As well as supporting the employee, insurers also have processes in place to deal with the customer. What action is taken will depend on the severity of the abuse and the impact on the employee. Jessie Burrows, managing director, customer sales, service and claims at Direct Line, explains: “It can go as far as writing to the customer informing them that abusing our colleagues is not, and will not be, tolerated or saying that all future contact will only be in writing. For severe cases, this could result in terminating the customer’s policy and barring them from any future new business.”

Where the incident warrants it, insurers will also engage with third parties and even bring in the police if necessary. Dunning says where there is a threat to to an LV employee personally, or a genuine risk, she will report it to the police.

These cases are incredibly rare, with Dunning only having to report one case in the past 18 months.

“The police were very supportive,” she says. “We also have our own special investigation unit which we will involve if necessary.”

Not all cases that are referred to team leaders will require these types of response though and Dunning says she sees some instances where the abuse is borderline. “We spend a lot of time listening to calls. In some cases, we might identify a vulnerability in the customer and offer some extra coaching to the employee so they’re better equipped to deal with this in the future,” she says.
+++++
▶ **Problem description**:
Reproduce the full passage on how insurers respond to customers who abuse their staff, word for word.

▶ **Provided data**:
+++++
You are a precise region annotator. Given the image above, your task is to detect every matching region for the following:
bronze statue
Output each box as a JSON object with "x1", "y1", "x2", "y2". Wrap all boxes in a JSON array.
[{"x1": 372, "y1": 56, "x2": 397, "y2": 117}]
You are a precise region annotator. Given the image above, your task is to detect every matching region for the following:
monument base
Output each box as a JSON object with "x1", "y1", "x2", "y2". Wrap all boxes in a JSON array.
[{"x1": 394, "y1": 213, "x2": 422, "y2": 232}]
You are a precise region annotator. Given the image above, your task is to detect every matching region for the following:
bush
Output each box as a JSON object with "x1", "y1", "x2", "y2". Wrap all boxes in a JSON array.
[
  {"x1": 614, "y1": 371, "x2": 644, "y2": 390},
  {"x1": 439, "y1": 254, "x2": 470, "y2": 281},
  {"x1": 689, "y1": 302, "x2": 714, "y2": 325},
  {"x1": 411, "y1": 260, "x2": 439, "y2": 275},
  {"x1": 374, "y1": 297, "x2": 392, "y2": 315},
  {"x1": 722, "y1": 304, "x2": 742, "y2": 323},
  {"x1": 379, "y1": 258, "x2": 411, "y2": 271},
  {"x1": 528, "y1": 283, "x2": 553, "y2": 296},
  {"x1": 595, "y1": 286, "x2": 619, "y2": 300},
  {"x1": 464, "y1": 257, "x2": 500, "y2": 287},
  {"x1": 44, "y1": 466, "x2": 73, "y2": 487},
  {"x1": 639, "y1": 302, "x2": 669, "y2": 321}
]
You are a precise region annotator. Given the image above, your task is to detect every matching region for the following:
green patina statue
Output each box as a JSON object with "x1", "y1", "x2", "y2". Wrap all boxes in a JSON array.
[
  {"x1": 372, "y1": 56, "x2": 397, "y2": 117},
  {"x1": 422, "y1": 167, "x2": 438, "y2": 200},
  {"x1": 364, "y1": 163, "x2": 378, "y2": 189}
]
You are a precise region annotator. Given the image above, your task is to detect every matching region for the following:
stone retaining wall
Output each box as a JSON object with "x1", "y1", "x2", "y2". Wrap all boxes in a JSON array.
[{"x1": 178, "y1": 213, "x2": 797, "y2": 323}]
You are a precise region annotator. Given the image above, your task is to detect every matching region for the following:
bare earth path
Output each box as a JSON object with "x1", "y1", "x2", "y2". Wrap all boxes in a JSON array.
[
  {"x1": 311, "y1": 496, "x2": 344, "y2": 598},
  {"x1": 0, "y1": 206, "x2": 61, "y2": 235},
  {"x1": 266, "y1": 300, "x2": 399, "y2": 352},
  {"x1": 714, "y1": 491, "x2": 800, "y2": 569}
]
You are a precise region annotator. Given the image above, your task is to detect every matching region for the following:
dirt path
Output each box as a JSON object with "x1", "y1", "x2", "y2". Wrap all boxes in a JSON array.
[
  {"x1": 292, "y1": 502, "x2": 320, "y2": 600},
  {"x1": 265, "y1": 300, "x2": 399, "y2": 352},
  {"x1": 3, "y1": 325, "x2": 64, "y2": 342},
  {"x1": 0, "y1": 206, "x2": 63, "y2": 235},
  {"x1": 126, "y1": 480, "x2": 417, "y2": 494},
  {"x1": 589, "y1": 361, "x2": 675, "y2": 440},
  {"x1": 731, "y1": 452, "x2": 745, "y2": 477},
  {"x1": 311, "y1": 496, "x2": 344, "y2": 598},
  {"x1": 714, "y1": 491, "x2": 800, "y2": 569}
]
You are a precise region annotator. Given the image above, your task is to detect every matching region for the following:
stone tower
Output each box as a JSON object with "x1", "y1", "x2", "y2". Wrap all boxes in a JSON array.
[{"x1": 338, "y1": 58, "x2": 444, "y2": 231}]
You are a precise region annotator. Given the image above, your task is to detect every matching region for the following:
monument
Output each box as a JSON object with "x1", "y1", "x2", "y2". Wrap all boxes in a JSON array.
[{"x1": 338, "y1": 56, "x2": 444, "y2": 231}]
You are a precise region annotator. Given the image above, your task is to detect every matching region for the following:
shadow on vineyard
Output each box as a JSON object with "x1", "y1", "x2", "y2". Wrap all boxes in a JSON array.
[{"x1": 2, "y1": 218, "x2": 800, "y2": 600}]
+++++
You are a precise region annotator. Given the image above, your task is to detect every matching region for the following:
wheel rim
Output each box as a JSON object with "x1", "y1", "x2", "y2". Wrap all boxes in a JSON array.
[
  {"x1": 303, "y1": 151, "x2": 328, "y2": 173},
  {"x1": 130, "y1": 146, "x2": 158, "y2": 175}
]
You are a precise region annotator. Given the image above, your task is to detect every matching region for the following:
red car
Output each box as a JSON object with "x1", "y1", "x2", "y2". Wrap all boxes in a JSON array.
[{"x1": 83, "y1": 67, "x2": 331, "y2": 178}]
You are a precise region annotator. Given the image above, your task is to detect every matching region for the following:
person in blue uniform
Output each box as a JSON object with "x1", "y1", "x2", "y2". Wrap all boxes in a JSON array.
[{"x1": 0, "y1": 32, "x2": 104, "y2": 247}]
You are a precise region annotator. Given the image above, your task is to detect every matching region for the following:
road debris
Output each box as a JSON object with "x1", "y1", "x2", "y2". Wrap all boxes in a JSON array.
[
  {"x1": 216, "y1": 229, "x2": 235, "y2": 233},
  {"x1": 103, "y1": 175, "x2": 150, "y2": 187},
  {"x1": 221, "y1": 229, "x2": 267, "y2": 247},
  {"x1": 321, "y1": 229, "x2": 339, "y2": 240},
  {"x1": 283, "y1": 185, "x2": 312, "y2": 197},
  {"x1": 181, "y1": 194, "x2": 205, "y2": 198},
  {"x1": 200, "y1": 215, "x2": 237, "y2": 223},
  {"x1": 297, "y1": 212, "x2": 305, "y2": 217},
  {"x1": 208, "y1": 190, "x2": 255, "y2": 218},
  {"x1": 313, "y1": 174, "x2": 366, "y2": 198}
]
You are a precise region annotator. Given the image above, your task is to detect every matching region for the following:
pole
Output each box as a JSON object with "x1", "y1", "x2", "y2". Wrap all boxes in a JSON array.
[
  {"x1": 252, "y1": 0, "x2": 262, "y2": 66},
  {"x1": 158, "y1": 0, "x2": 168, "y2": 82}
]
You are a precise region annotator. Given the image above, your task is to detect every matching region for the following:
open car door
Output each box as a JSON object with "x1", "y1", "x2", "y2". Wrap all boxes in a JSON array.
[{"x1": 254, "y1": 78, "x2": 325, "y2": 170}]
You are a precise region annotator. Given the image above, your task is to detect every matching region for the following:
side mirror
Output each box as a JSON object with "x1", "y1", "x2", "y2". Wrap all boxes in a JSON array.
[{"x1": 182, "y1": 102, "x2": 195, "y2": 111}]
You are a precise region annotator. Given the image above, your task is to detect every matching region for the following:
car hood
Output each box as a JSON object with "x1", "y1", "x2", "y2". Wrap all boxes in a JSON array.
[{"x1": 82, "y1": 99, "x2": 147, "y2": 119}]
+++++
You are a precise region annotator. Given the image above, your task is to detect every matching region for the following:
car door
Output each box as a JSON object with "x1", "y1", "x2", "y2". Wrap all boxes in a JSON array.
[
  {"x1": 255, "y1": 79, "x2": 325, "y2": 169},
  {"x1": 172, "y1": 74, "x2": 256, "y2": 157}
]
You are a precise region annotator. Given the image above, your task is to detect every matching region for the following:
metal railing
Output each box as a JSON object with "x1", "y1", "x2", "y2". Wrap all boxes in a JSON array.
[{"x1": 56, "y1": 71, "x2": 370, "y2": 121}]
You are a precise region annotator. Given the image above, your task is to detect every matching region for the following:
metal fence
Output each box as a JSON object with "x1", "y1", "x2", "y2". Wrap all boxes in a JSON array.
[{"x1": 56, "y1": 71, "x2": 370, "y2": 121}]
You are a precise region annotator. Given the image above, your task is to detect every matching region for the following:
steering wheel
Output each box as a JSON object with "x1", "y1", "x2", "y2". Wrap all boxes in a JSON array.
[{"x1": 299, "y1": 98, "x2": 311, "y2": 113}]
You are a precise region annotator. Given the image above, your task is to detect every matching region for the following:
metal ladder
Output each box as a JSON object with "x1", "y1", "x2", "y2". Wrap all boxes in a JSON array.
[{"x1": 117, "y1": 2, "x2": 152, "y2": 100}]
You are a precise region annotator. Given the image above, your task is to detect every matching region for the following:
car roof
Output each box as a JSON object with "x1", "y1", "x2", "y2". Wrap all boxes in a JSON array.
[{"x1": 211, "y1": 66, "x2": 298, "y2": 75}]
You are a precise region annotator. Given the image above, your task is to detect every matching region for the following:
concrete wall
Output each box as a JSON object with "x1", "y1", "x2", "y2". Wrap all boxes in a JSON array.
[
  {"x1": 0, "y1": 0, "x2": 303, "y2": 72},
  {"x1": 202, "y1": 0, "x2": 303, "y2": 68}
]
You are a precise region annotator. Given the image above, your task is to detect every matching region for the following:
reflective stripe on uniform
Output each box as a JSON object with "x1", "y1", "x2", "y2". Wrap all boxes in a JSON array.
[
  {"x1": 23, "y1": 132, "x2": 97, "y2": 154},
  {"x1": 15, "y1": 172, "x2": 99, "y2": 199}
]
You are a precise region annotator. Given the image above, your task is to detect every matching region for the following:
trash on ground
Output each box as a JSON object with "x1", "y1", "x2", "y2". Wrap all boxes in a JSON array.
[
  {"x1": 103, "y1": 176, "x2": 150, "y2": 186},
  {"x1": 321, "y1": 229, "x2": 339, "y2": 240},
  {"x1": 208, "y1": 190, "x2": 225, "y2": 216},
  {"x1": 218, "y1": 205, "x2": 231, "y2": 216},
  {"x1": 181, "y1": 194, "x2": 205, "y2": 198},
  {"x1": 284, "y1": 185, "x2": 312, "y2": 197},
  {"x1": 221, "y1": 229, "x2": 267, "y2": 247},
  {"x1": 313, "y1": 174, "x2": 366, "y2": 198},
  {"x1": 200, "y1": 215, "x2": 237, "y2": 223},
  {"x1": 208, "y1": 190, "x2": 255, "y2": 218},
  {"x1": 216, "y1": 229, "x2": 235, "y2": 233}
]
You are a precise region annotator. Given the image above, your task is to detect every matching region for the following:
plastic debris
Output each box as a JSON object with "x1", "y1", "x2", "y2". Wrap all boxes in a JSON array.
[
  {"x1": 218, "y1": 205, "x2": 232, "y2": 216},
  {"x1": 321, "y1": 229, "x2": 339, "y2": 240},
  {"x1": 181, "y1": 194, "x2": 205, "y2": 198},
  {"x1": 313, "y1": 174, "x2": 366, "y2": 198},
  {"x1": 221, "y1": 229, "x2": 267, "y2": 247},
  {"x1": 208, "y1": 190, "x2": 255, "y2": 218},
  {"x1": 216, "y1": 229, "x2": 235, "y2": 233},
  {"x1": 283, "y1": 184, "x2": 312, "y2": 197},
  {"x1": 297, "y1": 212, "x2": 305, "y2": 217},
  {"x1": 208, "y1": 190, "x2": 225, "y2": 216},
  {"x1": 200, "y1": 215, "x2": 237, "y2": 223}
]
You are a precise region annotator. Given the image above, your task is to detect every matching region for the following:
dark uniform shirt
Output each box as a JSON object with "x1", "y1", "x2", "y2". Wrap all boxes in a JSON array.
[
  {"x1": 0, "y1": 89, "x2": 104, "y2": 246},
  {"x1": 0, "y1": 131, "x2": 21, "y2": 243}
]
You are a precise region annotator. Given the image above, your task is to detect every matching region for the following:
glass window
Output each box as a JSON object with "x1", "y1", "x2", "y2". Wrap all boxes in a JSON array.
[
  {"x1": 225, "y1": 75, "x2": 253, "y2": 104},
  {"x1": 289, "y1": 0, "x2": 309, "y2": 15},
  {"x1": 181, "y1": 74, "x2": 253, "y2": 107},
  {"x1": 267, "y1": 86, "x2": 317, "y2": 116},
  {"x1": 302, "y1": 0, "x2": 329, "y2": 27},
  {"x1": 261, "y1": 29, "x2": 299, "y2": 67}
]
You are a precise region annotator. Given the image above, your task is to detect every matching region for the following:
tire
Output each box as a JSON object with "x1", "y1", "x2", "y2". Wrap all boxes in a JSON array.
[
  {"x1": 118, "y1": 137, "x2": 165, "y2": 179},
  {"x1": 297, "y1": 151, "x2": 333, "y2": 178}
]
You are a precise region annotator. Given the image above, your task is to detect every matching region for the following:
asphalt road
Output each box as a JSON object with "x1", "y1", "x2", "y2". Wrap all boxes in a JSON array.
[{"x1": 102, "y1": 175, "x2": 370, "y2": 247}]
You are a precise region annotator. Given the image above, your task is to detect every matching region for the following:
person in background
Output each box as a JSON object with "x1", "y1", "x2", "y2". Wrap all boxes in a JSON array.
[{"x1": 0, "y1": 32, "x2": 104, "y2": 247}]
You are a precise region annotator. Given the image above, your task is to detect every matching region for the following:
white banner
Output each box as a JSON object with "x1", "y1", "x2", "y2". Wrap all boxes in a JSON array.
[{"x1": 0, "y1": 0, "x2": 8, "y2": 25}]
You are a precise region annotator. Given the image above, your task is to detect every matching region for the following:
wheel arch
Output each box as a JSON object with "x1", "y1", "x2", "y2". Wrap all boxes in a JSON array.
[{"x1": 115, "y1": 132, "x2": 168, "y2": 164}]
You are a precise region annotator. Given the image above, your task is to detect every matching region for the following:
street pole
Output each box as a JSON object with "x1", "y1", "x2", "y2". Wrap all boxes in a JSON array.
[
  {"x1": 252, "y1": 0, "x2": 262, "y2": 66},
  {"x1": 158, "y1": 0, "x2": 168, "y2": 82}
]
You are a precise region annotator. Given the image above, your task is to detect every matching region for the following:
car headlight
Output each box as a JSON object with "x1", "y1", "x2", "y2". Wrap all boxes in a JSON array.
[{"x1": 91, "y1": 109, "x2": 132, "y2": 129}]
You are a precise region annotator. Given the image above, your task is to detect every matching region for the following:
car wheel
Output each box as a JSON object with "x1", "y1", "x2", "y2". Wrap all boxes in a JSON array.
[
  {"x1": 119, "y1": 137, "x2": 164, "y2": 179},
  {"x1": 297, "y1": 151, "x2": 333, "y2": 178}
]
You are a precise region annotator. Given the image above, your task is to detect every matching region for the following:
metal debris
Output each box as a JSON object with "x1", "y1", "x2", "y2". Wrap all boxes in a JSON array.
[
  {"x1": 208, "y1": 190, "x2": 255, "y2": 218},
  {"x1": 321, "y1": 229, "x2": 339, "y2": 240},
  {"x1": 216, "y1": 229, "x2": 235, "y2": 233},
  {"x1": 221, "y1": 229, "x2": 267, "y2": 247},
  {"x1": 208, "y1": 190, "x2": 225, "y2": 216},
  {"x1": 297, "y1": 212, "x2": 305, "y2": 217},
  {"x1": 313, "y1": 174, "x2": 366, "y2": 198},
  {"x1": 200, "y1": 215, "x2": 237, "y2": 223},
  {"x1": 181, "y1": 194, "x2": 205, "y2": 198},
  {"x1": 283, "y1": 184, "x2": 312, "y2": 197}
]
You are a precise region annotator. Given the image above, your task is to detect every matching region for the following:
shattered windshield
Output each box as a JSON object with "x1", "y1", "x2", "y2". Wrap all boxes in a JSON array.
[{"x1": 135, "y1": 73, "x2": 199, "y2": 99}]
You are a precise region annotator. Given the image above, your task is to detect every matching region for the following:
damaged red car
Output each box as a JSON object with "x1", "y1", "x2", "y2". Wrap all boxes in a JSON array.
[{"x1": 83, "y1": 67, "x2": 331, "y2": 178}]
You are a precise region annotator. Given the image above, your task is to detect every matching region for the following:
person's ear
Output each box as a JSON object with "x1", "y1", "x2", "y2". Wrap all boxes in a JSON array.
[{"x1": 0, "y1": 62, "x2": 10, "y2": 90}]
+++++
▶ **Result below**:
As well as supporting the employee, insurers also have processes in place to deal with the customer. What action is taken will depend on the severity of the abuse and the impact on the employee. Jessie Burrows, managing director, customer sales, service and claims at Direct Line, explains: “It can go as far as writing to the customer informing them that abusing our colleagues is not, and will not be, tolerated or saying that all future contact will only be in writing. For severe cases, this could result in terminating the customer’s policy and barring them from any future new business.”

Where the incident warrants it, insurers will also engage with third parties and even bring in the police if necessary. Dunning says where there is a threat to to an LV employee personally, or a genuine risk, she will report it to the police.

These cases are incredibly rare, with Dunning only having to report one case in the past 18 months.

“The police were very supportive,” she says. “We also have our own special investigation unit which we will involve if necessary.”

Not all cases that are referred to team leaders will require these types of response though and Dunning says she sees some instances where the abuse is borderline. “We spend a lot of time listening to calls. In some cases, we might identify a vulnerability in the customer and offer some extra coaching to the employee so they’re better equipped to deal with this in the future,” she says.